+++ Document excerpt

I loved the first chapter, with Madeline in the coffin, almost the end at the beginning, you knew it was going to happen, as you read you work out why it must have happened, but  you can't wait to find out what happens next, and when it reaches the tie in, as the book is racing towards the end you're frantically turning pages, and realizing how few there are left, which is mildly worrying.

I loved the ending. If you want a definitive ending, this will probably vex you. I liked how Cassandra was there, I'd quite like to know what the deal was with the tentacle monster and how she survived! You're left wondering if Madeline and Roderick are alive, I would like to think they are, from the ending, I really do think they are, but you're left to draw your own conclusion and for me, I felt like it was the perfect ending to the book. Keeping some mystery and intrigue.

Madeline I felt for from the beginning with how her mother treated her as opposed to Roderick, and I could understand each and every feeling she had, including when she felt some resentment to him. I mean I resented him and more than once wanted to smack him one, I mean who could leave their sister alone, all by herself, on Christmas Day just because he didn't like the House. There where a few moments like that where I really hated him. But Madeline I connected with.

++++++

What you have to do — Could you copy out the entire review word for word? Work only from the review.

+++ Supplied entries

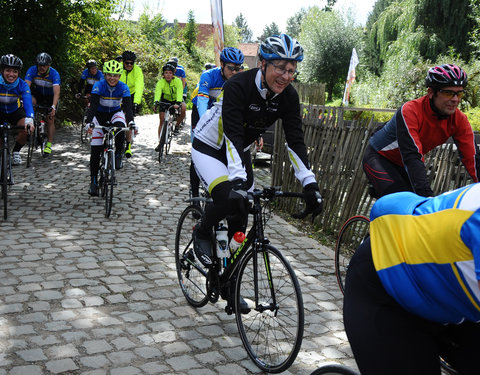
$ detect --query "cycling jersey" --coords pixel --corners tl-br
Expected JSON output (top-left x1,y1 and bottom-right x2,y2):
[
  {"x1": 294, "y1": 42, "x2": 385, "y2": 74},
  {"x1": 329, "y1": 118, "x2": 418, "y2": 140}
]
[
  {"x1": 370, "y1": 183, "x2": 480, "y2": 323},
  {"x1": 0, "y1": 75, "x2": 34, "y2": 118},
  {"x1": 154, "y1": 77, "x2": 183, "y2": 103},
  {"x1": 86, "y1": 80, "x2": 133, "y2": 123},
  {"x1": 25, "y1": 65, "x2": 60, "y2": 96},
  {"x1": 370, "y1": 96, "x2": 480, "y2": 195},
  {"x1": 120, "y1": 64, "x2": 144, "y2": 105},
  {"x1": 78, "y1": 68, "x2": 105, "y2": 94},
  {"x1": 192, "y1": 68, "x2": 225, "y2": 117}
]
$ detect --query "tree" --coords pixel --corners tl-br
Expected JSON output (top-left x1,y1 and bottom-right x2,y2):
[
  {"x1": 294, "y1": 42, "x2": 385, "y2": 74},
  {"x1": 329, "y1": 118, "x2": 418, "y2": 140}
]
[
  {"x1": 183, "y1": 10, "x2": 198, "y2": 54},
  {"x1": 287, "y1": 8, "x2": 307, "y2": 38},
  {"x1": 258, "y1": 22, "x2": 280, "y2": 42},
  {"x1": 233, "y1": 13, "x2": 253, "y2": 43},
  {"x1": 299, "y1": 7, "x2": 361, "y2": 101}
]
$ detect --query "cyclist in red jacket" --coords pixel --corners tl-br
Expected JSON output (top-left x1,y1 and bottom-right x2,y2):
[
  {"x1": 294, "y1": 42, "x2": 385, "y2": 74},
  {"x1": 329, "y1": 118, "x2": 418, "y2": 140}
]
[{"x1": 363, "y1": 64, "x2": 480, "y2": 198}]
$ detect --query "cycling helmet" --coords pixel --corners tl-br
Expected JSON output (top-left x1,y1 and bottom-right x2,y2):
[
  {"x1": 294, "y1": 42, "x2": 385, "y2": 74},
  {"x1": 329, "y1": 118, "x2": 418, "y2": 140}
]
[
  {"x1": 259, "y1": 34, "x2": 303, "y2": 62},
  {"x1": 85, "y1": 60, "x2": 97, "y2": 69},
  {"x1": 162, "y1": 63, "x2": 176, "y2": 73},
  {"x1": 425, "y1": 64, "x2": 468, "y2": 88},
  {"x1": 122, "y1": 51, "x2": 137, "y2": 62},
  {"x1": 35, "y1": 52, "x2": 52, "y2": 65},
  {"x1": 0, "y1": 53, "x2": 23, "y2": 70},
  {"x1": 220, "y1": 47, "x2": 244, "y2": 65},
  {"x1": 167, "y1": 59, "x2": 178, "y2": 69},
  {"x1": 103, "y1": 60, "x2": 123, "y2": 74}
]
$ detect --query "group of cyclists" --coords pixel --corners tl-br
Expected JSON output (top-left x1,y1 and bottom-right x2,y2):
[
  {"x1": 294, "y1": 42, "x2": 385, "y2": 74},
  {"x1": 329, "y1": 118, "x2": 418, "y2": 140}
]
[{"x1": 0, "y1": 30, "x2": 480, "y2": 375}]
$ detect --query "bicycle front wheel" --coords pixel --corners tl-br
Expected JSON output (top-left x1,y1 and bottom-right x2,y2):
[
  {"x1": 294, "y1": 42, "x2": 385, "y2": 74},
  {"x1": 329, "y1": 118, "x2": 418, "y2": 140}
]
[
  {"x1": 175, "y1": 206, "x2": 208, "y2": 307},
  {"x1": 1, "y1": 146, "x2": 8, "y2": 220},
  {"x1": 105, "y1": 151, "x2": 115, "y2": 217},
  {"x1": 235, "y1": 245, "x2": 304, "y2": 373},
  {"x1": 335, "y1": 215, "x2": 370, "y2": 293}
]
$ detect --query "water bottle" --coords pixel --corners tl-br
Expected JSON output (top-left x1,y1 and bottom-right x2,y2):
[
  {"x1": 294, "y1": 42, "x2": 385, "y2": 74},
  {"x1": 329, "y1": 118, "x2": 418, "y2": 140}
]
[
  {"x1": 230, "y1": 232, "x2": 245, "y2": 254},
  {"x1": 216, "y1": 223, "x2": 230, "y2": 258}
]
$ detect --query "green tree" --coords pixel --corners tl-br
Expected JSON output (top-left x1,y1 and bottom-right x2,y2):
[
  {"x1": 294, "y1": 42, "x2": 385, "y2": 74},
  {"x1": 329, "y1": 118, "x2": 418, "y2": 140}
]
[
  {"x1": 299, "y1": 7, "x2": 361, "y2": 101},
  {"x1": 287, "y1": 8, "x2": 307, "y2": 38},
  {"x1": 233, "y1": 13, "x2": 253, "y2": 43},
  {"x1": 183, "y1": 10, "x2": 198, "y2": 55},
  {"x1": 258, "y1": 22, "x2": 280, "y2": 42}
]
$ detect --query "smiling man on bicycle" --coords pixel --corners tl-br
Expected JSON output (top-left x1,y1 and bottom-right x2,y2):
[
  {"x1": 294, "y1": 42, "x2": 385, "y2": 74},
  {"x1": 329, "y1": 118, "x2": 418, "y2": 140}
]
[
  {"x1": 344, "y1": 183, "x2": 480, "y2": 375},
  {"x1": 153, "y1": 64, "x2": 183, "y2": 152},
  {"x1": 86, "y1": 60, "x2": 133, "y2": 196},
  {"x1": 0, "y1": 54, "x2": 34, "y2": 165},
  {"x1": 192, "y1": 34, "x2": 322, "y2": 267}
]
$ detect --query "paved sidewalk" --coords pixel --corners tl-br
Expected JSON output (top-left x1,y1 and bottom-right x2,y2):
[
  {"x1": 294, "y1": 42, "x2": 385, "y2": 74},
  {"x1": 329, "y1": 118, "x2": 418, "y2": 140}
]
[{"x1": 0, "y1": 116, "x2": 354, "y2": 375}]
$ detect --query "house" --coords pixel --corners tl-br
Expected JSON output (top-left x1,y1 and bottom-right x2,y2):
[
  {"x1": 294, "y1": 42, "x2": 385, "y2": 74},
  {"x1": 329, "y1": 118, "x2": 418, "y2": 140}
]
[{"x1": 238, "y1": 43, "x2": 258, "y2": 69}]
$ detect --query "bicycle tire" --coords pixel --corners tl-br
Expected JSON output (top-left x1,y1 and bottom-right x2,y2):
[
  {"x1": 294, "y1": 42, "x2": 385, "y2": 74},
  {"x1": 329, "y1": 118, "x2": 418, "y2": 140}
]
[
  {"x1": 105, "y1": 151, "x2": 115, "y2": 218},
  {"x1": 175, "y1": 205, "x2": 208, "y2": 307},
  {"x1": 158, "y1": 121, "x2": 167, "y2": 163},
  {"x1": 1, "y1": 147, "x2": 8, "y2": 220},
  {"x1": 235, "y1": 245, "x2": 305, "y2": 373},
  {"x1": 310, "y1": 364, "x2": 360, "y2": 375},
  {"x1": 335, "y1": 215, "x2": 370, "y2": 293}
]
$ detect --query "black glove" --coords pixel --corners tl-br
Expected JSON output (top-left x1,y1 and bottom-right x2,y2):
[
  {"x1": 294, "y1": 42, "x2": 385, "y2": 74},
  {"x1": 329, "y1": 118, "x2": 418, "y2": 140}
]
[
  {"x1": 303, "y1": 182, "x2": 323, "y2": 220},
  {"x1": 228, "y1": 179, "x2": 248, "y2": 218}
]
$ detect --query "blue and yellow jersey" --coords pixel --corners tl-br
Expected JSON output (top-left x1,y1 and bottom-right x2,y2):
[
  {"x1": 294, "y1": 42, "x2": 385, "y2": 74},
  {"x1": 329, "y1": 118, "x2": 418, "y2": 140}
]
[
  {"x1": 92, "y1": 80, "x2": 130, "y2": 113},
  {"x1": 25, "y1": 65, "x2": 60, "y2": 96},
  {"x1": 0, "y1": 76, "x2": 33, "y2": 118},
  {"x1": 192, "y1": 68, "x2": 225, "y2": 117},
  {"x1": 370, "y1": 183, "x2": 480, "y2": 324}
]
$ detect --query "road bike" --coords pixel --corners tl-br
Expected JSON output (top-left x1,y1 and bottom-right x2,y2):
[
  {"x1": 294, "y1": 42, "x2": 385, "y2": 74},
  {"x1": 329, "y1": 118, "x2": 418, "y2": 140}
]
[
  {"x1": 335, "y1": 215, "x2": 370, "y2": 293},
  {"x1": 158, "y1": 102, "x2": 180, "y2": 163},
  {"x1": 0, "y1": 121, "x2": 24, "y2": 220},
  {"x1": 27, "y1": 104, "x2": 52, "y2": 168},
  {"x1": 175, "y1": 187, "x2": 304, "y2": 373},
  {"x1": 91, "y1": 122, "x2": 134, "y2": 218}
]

++++++

Problem solution —
I loved the first chapter, with Madeline in the coffin, almost the end at the beginning, you knew it was going to happen, as you read you work out why it must have happened, but  you can't wait to find out what happens next, and when it reaches the tie in, as the book is racing towards the end you're frantically turning pages, and realizing how few there are left, which is mildly worrying.

I loved the ending. If you want a definitive ending, this will probably vex you. I liked how Cassandra was there, I'd quite like to know what the deal was with the tentacle monster and how she survived! You're left wondering if Madeline and Roderick are alive, I would like to think they are, from the ending, I really do think they are, but you're left to draw your own conclusion and for me, I felt like it was the perfect ending to the book. Keeping some mystery and intrigue.

Madeline I felt for from the beginning with how her mother treated her as opposed to Roderick, and I could understand each and every feeling she had, including when she felt some resentment to him. I mean I resented him and more than once wanted to smack him one, I mean who could leave their sister alone, all by herself, on Christmas Day just because he didn't like the House. There where a few moments like that where I really hated him. But Madeline I connected with.